EXERCISE OBJECTIVE: Please give the lines of the listing below as a numbered list, leaving out any blank lines.

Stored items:
- - -

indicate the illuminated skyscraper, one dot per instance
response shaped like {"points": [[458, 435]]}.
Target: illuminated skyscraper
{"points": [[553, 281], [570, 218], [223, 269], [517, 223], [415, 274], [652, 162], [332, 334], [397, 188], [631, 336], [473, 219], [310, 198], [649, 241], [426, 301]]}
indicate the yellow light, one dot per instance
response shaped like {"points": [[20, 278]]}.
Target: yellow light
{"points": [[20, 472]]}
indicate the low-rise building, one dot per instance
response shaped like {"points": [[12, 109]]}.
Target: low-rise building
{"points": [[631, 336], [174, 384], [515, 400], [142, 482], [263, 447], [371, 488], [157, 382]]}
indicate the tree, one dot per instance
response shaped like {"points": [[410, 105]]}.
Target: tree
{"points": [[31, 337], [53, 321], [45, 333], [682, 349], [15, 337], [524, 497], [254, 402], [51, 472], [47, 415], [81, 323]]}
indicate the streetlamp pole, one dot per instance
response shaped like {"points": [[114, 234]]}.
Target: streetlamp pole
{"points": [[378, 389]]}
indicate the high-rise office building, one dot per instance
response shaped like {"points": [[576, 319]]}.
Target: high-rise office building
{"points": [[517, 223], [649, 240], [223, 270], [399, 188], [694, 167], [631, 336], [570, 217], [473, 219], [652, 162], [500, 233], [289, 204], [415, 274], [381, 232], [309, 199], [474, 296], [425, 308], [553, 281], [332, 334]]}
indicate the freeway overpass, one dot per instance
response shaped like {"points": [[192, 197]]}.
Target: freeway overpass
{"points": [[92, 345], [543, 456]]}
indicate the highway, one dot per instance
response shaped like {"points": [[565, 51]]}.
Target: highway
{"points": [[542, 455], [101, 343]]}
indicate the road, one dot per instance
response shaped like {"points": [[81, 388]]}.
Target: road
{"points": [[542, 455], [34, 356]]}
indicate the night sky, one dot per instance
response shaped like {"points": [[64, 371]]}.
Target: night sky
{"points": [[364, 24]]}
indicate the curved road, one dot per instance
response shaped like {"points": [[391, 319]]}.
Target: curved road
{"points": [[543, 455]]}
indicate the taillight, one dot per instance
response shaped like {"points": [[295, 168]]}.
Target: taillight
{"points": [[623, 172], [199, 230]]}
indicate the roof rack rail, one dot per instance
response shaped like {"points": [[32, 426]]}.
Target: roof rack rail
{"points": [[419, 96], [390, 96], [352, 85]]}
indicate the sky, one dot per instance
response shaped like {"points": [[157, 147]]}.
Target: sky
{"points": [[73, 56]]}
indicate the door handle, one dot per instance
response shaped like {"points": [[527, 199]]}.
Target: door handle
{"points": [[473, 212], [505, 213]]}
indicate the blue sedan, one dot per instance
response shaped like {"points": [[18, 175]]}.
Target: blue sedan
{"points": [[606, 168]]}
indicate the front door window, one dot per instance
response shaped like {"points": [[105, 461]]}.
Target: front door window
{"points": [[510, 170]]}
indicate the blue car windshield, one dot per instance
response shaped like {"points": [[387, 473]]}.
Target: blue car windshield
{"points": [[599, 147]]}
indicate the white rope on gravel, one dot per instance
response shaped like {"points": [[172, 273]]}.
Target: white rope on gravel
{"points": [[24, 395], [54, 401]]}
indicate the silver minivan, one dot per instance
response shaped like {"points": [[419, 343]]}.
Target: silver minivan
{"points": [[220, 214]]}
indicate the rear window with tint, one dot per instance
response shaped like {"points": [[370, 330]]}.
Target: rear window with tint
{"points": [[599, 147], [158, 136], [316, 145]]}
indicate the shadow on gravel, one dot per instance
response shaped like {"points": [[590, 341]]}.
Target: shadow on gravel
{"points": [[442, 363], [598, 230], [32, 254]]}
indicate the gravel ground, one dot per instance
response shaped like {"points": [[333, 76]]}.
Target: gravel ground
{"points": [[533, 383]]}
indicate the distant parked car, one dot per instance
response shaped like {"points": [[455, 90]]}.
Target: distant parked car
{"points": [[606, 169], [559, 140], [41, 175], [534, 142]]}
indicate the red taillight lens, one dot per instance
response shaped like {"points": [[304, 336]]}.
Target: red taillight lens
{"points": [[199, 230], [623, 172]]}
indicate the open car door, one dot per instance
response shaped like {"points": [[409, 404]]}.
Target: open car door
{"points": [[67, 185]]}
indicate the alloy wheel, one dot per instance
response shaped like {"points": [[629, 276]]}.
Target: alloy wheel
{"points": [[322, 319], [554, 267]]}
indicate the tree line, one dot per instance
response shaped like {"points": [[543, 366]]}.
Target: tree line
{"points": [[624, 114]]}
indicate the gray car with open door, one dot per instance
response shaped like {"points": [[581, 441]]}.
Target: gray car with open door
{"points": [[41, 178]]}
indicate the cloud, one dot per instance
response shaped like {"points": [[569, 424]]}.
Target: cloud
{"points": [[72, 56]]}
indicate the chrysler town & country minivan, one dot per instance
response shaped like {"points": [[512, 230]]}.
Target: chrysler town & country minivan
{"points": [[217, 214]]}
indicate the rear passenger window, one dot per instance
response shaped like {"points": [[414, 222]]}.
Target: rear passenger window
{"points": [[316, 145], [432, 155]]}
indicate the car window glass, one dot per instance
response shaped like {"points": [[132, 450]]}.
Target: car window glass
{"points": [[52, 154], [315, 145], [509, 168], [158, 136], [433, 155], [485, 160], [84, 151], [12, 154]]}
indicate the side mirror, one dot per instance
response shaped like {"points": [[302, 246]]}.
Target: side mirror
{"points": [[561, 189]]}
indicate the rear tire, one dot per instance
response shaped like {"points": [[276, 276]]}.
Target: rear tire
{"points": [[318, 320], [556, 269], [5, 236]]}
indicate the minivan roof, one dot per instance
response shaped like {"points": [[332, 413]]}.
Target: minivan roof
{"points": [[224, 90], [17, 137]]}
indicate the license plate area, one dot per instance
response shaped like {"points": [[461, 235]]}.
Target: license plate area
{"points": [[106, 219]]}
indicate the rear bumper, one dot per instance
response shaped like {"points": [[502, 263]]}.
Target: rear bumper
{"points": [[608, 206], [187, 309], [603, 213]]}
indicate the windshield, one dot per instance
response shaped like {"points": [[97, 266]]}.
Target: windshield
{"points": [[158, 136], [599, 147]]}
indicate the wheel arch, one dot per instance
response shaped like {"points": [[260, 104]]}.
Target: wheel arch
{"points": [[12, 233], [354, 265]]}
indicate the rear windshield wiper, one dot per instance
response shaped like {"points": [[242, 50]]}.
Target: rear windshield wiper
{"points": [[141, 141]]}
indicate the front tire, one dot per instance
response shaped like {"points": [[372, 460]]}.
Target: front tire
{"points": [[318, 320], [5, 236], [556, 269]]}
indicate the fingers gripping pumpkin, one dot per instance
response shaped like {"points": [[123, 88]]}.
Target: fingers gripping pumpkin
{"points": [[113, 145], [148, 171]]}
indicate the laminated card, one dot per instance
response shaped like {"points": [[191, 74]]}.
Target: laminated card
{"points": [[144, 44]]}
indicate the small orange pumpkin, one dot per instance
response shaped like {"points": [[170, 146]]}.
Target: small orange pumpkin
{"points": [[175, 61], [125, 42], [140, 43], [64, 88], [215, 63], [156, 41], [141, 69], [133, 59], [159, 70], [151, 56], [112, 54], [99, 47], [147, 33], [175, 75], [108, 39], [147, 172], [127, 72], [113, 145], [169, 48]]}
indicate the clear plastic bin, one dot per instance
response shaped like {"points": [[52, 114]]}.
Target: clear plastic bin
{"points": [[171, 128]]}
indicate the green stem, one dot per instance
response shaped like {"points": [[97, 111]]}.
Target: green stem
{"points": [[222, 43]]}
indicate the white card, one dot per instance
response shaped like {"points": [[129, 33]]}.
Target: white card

- - -

RESPONSE:
1. indicate the illuminated skyscraper, one dot per instance
2. response shaped like {"points": [[458, 435]]}.
3. Target: illuminated skyscraper
4. {"points": [[553, 281], [570, 218], [223, 269], [517, 223], [415, 274], [652, 162], [332, 334], [397, 188], [631, 336], [473, 219], [310, 198], [649, 241], [426, 301]]}
5. indicate the yellow light, one dot per instance
6. response shaped like {"points": [[20, 278]]}.
7. Target: yellow light
8. {"points": [[20, 472]]}
9. indicate the low-rise building, one dot per instance
10. response shaped like {"points": [[12, 109]]}.
11. Target: low-rise building
12. {"points": [[631, 336], [174, 384], [515, 400], [142, 482], [263, 447], [371, 488], [157, 382]]}
13. indicate the tree, one dot per instance
14. response shaped like {"points": [[410, 105]]}.
15. Target: tree
16. {"points": [[31, 337], [53, 321], [45, 333], [682, 349], [15, 337], [524, 497], [254, 402], [51, 472], [47, 415], [81, 323]]}
17. indicate the streetlamp pole, one dot per instance
18. response shaped like {"points": [[114, 234]]}.
19. Target: streetlamp pole
20. {"points": [[378, 389]]}
21. indicate the high-rise office building, one dot per instance
22. response shaped like {"points": [[576, 319]]}.
23. Target: high-rise office building
24. {"points": [[517, 223], [649, 240], [223, 270], [399, 188], [694, 167], [631, 336], [570, 217], [473, 219], [652, 162], [500, 233], [289, 204], [415, 274], [381, 232], [309, 199], [474, 296], [425, 308], [553, 281], [332, 334]]}
25. indicate the freeway overpass, one dot per instance
26. response shaped like {"points": [[192, 197]]}.
27. Target: freeway overpass
28. {"points": [[92, 345], [543, 456]]}
29. indicate the highway, one dot per instance
30. response shaped like {"points": [[565, 51]]}.
31. Target: highway
32. {"points": [[542, 455], [101, 343]]}
33. indicate the road, one dot per instance
34. response shaped like {"points": [[81, 388]]}.
35. Target: road
36. {"points": [[542, 455], [34, 356]]}
37. indicate the night sky, one dot per instance
38. response shaped like {"points": [[64, 371]]}.
39. Target: night sky
40. {"points": [[364, 24]]}
41. indicate the curved road, one dot per instance
42. response shaped like {"points": [[391, 319]]}.
43. Target: curved road
44. {"points": [[543, 455]]}
45. indicate the taillight, one dot per instance
46. response shaped like {"points": [[295, 168]]}.
47. Target: taillight
48. {"points": [[623, 172], [199, 230]]}
49. indicate the roof rack rail, one dot per instance
50. response shaped like {"points": [[32, 426]]}.
51. Target: roof rack rail
52. {"points": [[419, 96], [390, 96], [352, 85]]}
53. indicate the sky, one dot per instance
54. response shaped like {"points": [[157, 147]]}.
55. Target: sky
56. {"points": [[73, 56]]}
57. indicate the door handle, one dot per instance
58. response shaped like {"points": [[527, 199]]}.
59. Target: door handle
60. {"points": [[473, 212], [505, 213]]}
61. indicate the blue sedan, one dot per instance
62. response shaped like {"points": [[18, 175]]}.
63. Target: blue sedan
64. {"points": [[606, 168]]}
65. indicate the front door window, one dot per instance
66. response shaped like {"points": [[105, 461]]}.
67. Target: front door window
68. {"points": [[510, 170]]}
69. indicate the blue car windshield, one dot per instance
70. response shaped like {"points": [[387, 473]]}.
71. Target: blue car windshield
72. {"points": [[599, 147]]}
73. indicate the white rope on gravel, one dot per instance
74. response shaped like {"points": [[172, 273]]}.
75. Target: white rope on gravel
76. {"points": [[24, 395], [54, 401]]}
77. indicate the silver minivan, one dot per instance
78. response shaped like {"points": [[419, 343]]}.
79. Target: silver minivan
80. {"points": [[220, 214]]}
81. indicate the rear window with tint, one dot per instance
82. response shaped like {"points": [[370, 330]]}.
83. Target: rear window with tint
84. {"points": [[599, 147], [158, 136], [316, 145]]}
85. indicate the shadow on gravel, one dot per instance
86. response shaped like {"points": [[590, 341]]}.
87. Target: shadow on gravel
88. {"points": [[442, 363], [598, 230], [32, 254]]}
89. indicate the gravel ground, one dot per instance
90. response shaped like {"points": [[333, 76]]}.
91. Target: gravel ground
92. {"points": [[533, 383]]}
93. indicate the distant parked car, one dot per instance
94. response shaped like {"points": [[455, 90]]}.
95. Target: distant parked car
96. {"points": [[606, 169], [559, 140], [41, 175], [534, 142]]}
97. indicate the red taillight lens, one dot per instance
98. response shaped like {"points": [[304, 336]]}.
99. Target: red taillight lens
100. {"points": [[199, 230], [623, 172]]}
101. indicate the open car door, one dot per instance
102. response shaped like {"points": [[409, 404]]}.
103. Target: open car door
104. {"points": [[67, 185]]}
105. indicate the alloy wheel, one dot per instance
106. response shaped like {"points": [[629, 276]]}.
107. Target: alloy wheel
108. {"points": [[322, 319], [554, 267]]}
109. indicate the tree line, one dot per instance
110. response shaped like {"points": [[543, 366]]}.
111. Target: tree line
112. {"points": [[624, 114]]}
113. indicate the gray car with open door, one dot per instance
114. response shaped like {"points": [[581, 441]]}.
115. Target: gray car with open door
116. {"points": [[41, 178]]}
117. indicate the cloud, one dot per instance
118. response shaped like {"points": [[569, 424]]}.
119. Target: cloud
120. {"points": [[72, 56]]}
121. indicate the chrysler town & country minivan, one dot per instance
122. response shaped like {"points": [[512, 230]]}.
123. Target: chrysler town & country minivan
124. {"points": [[217, 214]]}
125. indicate the rear passenger window, one dot per instance
126. response shaped like {"points": [[414, 222]]}.
127. Target: rear passenger window
128. {"points": [[316, 145], [432, 155]]}
129. indicate the car window glass, one dot per instance
130. response shaped like {"points": [[132, 450]]}.
131. Target: car window glass
132. {"points": [[52, 154], [315, 145], [509, 168], [158, 136], [433, 155], [485, 160], [84, 151], [12, 154]]}
133. indicate the side mirror, one dot per instance
134. response shaped like {"points": [[302, 246]]}.
135. Target: side mirror
136. {"points": [[561, 189]]}
137. indicate the rear tire, one dot per instance
138. response shaped like {"points": [[276, 276]]}.
139. Target: rear tire
140. {"points": [[318, 320], [556, 269], [5, 236]]}
141. indicate the minivan roof, one dot per instance
142. response shaped like {"points": [[332, 413]]}.
143. Target: minivan roof
144. {"points": [[224, 90], [17, 137]]}
145. indicate the license plate area, one dot per instance
146. response shaped like {"points": [[461, 235]]}.
147. Target: license plate area
148. {"points": [[106, 219]]}
149. indicate the rear bumper, one dot per instance
150. response shaped like {"points": [[502, 263]]}.
151. Target: rear bumper
152. {"points": [[608, 206], [187, 309], [603, 213]]}
153. indicate the windshield, one dot per instance
154. response shaped like {"points": [[97, 266]]}.
155. Target: windshield
156. {"points": [[158, 136], [599, 147]]}
157. indicate the wheel arch, one dot per instance
158. response shaped like {"points": [[260, 104]]}.
159. Target: wheel arch
160. {"points": [[12, 233], [354, 265]]}
161. indicate the rear windshield wiper, one dot per instance
162. response shaped like {"points": [[242, 50]]}.
163. Target: rear windshield wiper
164. {"points": [[141, 141]]}
165. indicate the front tire, one dot per instance
166. response shaped like {"points": [[372, 460]]}.
167. Target: front tire
168. {"points": [[318, 320], [5, 236], [556, 269]]}
169. indicate the fingers gripping pumpkin, one dot per instance
170. response shaped like {"points": [[123, 88]]}.
171. Target: fingers gripping pumpkin
172. {"points": [[113, 145], [148, 171]]}
173. indicate the laminated card, one dot per instance
174. response shaped like {"points": [[191, 74]]}.
175. Target: laminated card
176. {"points": [[144, 44]]}
177. indicate the small orange pumpkin, one dot per instance
178. response shaped like {"points": [[170, 146]]}.
179. Target: small orange pumpkin
180. {"points": [[175, 61], [125, 42], [140, 43], [64, 88], [215, 63], [156, 41], [141, 69], [133, 59], [159, 70], [151, 56], [112, 54], [99, 47], [147, 33], [175, 75], [108, 39], [147, 172], [127, 72], [113, 145], [169, 48]]}
181. indicate the clear plastic bin, one dot per instance
182. response shaped like {"points": [[52, 114]]}.
183. Target: clear plastic bin
184. {"points": [[171, 128]]}
185. indicate the green stem, one dot per instance
186. response shaped like {"points": [[97, 111]]}.
187. Target: green stem
188. {"points": [[222, 43]]}
189. indicate the white card, one dot per instance
190. response shaped like {"points": [[129, 33]]}.
191. Target: white card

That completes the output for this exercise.